EXERCISE MATERIAL:
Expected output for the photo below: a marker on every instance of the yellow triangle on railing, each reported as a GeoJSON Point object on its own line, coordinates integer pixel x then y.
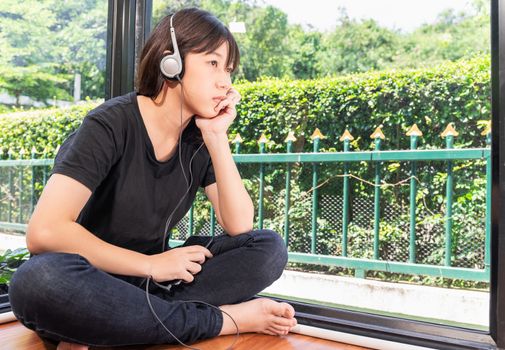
{"type": "Point", "coordinates": [263, 139]}
{"type": "Point", "coordinates": [346, 136]}
{"type": "Point", "coordinates": [449, 131]}
{"type": "Point", "coordinates": [378, 133]}
{"type": "Point", "coordinates": [414, 131]}
{"type": "Point", "coordinates": [290, 137]}
{"type": "Point", "coordinates": [317, 134]}
{"type": "Point", "coordinates": [487, 129]}
{"type": "Point", "coordinates": [237, 138]}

YOUR TASK:
Copy the data exactly. Any picture it contains is to be omitted.

RESULT OF THE EXERCISE:
Expected output for the photo below: a marker on every instance of the yellow triangle on railing, each reported as a GeoJSON Point object on its own line, coordinates integer pixel x then y.
{"type": "Point", "coordinates": [263, 139]}
{"type": "Point", "coordinates": [346, 136]}
{"type": "Point", "coordinates": [449, 131]}
{"type": "Point", "coordinates": [378, 133]}
{"type": "Point", "coordinates": [414, 131]}
{"type": "Point", "coordinates": [290, 137]}
{"type": "Point", "coordinates": [317, 134]}
{"type": "Point", "coordinates": [487, 129]}
{"type": "Point", "coordinates": [237, 138]}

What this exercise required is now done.